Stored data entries

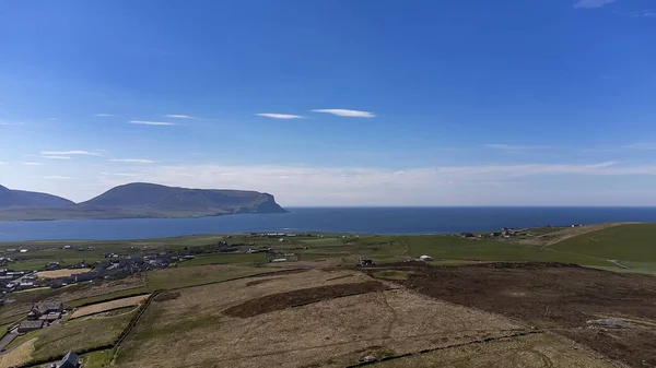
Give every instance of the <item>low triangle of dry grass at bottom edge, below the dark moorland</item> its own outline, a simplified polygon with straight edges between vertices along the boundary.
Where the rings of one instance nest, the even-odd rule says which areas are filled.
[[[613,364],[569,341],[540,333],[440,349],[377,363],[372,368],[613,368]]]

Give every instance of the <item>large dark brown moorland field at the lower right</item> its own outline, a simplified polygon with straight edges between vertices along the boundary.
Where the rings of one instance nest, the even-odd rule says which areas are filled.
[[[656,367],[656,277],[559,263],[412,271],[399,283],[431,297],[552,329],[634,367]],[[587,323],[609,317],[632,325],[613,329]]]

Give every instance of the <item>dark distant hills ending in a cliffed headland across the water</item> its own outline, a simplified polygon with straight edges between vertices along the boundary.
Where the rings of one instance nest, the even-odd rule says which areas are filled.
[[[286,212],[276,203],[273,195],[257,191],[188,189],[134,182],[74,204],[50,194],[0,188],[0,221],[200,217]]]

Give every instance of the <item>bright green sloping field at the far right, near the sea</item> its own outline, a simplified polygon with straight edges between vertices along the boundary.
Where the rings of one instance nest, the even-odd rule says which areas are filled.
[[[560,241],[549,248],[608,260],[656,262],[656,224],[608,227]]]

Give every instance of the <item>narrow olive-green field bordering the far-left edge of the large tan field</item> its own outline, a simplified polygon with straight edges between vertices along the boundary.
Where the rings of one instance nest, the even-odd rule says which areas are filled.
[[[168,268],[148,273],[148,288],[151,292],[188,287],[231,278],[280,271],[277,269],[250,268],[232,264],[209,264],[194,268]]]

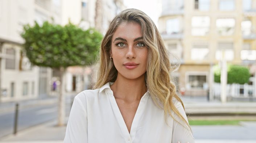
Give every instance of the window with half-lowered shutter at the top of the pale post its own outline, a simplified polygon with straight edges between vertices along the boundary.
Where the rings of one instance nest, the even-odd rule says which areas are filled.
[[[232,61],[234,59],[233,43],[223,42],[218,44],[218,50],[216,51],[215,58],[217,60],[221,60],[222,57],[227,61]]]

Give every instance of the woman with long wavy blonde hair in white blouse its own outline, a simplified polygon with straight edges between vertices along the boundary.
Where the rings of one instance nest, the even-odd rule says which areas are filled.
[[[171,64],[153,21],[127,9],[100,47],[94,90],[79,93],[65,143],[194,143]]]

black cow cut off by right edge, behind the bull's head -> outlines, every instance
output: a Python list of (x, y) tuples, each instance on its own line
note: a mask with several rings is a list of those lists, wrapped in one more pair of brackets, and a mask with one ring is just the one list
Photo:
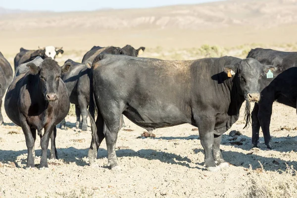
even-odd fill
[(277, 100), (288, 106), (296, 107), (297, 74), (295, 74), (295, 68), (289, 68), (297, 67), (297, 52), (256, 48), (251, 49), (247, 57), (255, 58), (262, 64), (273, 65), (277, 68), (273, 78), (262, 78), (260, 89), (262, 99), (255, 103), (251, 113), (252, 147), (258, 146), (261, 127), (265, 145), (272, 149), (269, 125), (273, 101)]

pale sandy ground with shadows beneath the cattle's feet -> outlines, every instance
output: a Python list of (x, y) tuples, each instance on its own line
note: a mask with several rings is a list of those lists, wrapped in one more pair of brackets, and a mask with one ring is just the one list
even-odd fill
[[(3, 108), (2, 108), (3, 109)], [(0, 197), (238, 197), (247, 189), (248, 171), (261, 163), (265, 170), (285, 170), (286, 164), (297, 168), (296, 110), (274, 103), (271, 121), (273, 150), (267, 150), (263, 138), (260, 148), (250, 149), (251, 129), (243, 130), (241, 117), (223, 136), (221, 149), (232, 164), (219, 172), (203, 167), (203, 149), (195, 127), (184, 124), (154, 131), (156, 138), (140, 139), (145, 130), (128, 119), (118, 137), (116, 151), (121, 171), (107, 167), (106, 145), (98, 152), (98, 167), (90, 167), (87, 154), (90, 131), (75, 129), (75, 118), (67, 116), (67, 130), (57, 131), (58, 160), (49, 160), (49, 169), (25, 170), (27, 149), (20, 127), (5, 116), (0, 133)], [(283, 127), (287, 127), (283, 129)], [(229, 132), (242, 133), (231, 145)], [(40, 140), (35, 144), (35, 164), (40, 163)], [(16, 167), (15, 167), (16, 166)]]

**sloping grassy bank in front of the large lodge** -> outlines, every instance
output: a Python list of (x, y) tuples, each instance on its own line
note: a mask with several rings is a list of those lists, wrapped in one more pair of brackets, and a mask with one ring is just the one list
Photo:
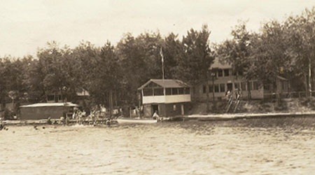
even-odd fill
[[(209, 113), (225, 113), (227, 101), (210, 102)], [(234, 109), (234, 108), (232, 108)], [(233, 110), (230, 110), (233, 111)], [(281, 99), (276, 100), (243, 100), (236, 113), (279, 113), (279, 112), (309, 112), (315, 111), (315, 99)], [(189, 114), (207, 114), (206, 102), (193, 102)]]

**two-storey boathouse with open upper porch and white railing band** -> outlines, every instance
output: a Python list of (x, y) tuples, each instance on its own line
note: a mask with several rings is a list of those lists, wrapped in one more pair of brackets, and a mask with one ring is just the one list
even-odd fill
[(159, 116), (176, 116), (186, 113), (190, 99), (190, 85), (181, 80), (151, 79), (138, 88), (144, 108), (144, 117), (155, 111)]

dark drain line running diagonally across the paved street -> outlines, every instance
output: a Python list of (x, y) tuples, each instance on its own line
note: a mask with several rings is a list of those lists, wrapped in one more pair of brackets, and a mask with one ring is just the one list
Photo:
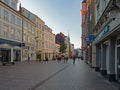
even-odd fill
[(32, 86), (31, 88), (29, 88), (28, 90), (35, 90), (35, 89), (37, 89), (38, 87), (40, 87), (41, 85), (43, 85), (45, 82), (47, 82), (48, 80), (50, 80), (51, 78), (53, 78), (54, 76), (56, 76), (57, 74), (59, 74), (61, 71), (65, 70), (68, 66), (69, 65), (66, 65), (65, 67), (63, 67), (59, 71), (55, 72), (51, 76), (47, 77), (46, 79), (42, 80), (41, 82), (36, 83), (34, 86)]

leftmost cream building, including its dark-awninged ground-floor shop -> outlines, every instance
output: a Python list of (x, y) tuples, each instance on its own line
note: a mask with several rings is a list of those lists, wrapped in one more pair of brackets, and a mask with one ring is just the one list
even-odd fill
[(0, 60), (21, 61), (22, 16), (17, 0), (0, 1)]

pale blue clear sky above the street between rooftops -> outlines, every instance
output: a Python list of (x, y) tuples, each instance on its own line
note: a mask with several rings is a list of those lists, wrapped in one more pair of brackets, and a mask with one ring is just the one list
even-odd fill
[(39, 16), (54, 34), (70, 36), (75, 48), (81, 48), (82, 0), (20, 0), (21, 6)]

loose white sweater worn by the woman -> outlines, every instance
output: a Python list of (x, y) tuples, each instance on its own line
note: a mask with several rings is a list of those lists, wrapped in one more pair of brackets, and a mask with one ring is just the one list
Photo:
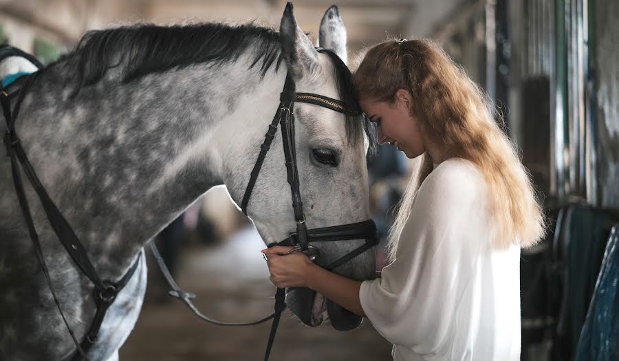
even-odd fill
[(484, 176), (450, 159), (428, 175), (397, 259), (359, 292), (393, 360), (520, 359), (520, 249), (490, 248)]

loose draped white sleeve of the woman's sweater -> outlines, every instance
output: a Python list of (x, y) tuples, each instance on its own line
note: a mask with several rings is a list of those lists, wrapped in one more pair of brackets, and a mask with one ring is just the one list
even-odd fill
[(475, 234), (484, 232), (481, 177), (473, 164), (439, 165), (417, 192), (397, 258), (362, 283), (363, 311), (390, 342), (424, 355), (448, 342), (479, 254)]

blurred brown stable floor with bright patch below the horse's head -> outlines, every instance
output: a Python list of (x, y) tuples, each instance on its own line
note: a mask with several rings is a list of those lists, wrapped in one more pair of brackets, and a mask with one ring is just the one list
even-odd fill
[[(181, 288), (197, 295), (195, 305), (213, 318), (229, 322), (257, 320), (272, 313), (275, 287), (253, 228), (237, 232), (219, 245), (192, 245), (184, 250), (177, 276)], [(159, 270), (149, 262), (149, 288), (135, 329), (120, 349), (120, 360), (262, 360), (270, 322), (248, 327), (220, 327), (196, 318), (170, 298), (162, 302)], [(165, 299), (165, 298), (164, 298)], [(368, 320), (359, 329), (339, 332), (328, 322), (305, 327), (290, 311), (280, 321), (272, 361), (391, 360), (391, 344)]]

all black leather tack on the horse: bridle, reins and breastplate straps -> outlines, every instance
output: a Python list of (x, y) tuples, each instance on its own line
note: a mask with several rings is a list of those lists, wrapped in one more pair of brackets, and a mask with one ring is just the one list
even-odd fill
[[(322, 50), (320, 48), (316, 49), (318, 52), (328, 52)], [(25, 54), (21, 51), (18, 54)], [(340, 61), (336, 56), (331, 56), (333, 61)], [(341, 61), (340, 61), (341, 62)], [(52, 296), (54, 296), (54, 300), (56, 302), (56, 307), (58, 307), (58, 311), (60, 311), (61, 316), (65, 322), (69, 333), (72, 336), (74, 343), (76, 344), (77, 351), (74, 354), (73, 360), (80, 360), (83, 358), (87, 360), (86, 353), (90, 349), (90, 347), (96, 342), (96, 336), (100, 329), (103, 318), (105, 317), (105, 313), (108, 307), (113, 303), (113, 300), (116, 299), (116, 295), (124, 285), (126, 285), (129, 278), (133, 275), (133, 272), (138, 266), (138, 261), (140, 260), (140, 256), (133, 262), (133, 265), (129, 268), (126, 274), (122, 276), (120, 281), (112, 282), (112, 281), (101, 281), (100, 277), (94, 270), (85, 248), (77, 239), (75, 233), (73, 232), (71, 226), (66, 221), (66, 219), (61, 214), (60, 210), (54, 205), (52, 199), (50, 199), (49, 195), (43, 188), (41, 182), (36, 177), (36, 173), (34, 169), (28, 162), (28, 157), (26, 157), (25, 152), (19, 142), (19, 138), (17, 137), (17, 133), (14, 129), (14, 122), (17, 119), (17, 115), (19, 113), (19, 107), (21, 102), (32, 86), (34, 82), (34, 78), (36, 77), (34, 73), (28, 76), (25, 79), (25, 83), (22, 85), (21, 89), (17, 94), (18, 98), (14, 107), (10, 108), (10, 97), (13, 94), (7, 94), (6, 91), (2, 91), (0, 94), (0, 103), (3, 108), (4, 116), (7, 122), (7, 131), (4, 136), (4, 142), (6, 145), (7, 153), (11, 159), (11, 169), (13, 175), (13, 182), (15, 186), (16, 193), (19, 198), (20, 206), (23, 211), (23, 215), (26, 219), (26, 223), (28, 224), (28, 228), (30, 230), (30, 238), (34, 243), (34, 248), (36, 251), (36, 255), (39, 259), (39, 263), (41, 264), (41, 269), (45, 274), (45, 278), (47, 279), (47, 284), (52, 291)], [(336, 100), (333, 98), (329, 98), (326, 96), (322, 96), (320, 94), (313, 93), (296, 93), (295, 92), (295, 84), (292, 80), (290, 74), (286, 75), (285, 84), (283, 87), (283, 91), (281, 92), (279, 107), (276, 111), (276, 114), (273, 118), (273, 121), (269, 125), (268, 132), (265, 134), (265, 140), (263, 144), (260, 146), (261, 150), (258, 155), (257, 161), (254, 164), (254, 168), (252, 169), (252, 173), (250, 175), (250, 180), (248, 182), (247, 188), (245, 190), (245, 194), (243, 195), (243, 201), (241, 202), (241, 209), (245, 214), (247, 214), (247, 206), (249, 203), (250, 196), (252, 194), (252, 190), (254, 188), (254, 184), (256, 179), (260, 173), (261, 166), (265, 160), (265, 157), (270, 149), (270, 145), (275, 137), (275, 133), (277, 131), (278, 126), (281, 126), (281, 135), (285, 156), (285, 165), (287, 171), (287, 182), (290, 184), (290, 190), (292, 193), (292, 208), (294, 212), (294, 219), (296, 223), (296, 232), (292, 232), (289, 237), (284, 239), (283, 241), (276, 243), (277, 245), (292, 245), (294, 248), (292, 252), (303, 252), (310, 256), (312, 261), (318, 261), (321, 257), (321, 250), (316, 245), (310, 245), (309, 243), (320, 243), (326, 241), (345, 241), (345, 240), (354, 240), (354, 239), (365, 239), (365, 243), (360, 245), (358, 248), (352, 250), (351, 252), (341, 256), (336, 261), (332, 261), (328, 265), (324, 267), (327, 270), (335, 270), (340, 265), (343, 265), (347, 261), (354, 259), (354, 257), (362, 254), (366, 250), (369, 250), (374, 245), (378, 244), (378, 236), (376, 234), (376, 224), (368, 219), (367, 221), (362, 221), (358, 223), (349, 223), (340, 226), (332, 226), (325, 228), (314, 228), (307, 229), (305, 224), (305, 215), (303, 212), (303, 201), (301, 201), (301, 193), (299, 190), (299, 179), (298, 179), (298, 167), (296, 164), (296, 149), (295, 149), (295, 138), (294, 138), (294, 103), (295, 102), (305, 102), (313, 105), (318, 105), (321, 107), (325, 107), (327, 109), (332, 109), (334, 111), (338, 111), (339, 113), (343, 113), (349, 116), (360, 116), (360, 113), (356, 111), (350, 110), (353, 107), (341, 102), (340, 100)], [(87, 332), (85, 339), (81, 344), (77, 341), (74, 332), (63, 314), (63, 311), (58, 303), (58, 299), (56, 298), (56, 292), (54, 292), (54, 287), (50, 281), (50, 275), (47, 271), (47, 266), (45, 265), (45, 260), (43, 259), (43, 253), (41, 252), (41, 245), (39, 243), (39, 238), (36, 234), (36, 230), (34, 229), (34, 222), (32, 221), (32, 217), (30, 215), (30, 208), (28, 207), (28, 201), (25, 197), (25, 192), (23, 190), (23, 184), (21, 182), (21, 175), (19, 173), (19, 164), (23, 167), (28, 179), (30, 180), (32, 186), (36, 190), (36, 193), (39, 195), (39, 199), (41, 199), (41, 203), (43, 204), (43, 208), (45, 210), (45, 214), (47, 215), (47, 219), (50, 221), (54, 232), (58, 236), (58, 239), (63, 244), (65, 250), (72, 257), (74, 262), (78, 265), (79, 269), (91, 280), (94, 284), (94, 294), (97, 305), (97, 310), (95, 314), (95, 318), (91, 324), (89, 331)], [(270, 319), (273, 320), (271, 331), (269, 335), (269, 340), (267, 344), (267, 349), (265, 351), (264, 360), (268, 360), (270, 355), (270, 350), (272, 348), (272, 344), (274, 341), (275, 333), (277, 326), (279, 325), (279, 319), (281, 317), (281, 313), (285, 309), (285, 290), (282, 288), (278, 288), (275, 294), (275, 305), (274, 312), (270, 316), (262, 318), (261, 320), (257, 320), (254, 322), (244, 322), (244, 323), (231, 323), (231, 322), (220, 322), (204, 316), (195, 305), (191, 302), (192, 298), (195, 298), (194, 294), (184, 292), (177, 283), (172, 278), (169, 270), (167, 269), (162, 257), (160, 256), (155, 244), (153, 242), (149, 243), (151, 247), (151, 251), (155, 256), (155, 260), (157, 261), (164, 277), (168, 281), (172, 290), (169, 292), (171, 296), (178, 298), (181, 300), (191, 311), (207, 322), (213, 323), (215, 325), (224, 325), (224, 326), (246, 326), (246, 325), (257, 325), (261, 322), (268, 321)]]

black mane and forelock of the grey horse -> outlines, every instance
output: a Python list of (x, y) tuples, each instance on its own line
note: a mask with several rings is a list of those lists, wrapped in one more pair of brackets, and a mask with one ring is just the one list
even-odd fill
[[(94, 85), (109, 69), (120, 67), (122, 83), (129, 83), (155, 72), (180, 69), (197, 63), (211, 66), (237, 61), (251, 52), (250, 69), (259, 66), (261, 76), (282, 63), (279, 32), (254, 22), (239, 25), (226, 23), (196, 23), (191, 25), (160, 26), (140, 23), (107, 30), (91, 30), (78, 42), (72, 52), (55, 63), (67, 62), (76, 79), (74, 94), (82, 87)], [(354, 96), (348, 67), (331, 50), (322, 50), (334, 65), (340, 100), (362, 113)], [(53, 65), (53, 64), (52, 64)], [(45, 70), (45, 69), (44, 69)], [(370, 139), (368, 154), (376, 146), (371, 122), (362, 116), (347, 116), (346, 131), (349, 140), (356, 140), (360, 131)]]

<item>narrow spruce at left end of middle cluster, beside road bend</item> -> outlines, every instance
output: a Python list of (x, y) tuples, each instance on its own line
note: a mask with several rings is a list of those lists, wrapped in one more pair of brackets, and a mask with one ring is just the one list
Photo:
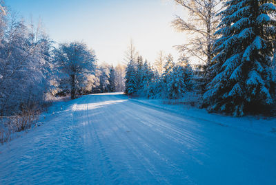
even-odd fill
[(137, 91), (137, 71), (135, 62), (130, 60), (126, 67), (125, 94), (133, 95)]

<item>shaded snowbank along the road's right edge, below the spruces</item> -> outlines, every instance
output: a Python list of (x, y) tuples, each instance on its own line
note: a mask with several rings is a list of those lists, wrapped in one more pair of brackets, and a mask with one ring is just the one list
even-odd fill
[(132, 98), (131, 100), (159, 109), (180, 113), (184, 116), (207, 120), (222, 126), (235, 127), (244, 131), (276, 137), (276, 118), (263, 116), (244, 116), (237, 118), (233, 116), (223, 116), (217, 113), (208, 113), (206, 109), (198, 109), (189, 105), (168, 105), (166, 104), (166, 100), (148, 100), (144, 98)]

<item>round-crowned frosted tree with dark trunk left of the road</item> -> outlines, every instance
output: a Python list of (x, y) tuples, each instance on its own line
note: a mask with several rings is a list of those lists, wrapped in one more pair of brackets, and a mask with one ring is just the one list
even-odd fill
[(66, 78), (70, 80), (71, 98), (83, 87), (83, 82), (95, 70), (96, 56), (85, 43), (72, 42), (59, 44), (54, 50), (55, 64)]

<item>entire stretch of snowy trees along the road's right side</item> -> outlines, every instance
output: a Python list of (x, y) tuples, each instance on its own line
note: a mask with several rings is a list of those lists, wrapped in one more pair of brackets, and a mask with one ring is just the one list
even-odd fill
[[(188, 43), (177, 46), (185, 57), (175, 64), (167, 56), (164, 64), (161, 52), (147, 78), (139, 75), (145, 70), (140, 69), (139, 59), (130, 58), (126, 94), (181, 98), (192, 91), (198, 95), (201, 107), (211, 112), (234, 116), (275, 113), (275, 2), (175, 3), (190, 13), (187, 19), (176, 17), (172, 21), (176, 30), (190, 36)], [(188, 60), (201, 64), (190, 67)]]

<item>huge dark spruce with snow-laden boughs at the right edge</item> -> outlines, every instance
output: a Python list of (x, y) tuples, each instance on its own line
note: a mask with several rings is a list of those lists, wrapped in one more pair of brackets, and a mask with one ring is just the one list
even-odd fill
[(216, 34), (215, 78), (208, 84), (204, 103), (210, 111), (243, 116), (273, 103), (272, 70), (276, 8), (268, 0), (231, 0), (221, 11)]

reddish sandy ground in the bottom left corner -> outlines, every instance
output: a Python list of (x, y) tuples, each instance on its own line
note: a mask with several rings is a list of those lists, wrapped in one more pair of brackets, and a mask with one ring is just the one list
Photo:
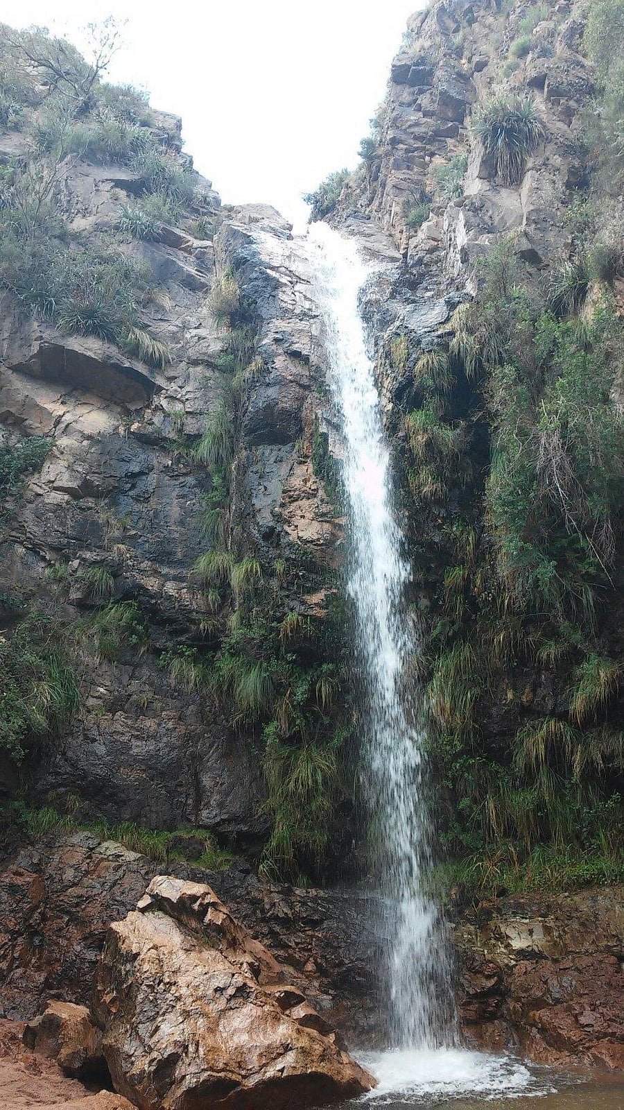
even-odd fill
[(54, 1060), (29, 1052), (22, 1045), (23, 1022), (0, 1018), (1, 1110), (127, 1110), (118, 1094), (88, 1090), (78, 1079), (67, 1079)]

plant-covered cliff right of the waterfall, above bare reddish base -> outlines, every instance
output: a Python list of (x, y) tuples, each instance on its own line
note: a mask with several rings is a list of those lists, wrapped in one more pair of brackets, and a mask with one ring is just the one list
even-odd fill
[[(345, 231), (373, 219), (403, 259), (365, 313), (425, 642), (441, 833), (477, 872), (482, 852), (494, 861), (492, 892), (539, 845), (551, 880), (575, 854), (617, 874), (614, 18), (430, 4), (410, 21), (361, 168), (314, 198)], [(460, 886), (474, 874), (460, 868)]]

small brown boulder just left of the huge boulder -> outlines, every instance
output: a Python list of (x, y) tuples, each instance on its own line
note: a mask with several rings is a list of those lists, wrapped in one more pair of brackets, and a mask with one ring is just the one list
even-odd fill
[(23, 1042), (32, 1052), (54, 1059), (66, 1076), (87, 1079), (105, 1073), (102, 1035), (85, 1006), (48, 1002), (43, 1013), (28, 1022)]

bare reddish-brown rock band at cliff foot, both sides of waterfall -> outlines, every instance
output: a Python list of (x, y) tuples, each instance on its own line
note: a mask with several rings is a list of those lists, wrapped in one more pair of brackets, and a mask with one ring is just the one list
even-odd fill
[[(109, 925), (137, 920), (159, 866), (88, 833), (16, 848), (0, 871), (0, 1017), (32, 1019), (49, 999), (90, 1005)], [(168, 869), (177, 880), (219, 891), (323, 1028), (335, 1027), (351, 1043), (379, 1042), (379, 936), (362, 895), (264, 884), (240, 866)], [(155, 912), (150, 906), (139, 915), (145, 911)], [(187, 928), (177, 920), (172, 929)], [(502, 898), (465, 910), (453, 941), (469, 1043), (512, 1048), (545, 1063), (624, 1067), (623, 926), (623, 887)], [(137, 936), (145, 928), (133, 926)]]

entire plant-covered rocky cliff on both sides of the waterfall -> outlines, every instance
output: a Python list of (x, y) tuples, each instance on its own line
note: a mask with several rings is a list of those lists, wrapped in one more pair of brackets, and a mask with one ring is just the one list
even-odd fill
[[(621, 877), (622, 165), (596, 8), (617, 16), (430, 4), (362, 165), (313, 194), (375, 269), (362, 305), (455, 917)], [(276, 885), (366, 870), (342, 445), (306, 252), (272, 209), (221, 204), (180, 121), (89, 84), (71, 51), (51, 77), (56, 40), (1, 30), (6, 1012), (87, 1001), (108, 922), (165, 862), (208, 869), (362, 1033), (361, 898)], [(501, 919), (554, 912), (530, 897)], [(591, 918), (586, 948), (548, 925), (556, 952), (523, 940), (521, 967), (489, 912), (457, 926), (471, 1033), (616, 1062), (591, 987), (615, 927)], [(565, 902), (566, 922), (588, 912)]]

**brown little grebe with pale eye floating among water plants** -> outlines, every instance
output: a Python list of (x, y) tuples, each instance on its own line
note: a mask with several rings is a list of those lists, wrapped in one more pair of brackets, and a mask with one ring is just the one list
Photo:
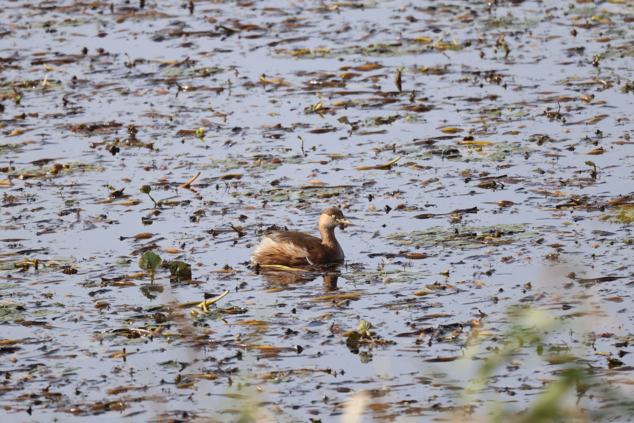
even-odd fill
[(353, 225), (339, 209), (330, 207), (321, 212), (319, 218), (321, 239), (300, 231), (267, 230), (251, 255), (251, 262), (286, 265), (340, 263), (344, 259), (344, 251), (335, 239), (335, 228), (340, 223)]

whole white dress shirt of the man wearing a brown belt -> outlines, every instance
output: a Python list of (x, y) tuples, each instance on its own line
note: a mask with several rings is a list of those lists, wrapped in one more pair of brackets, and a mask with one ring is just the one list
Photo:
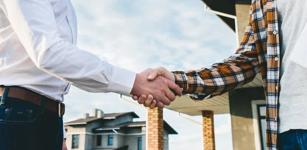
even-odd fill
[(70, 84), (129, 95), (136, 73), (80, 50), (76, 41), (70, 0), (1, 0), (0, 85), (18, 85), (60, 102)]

The task
Copy only this part of the entries above: the line with "Give every instance of the <item>bright", the line with "Give every instance of the <item>narrow", and the lines between, all exactly as written.

The completed task
Give every instance of the <item>bright green sloping field at the far right, near the sea</item> its own outline, a simplified polygon with straight edges between vertices along the boundary.
Where the rings of one instance nest, the even-odd rule says which areas are filled.
[[[560,241],[549,248],[608,260],[656,262],[656,224],[608,227]]]

Give every instance of the <item>narrow olive-green field bordering the far-left edge of the large tan field</item> its own outline, a simplified polygon with straight edges between vertices along the boundary.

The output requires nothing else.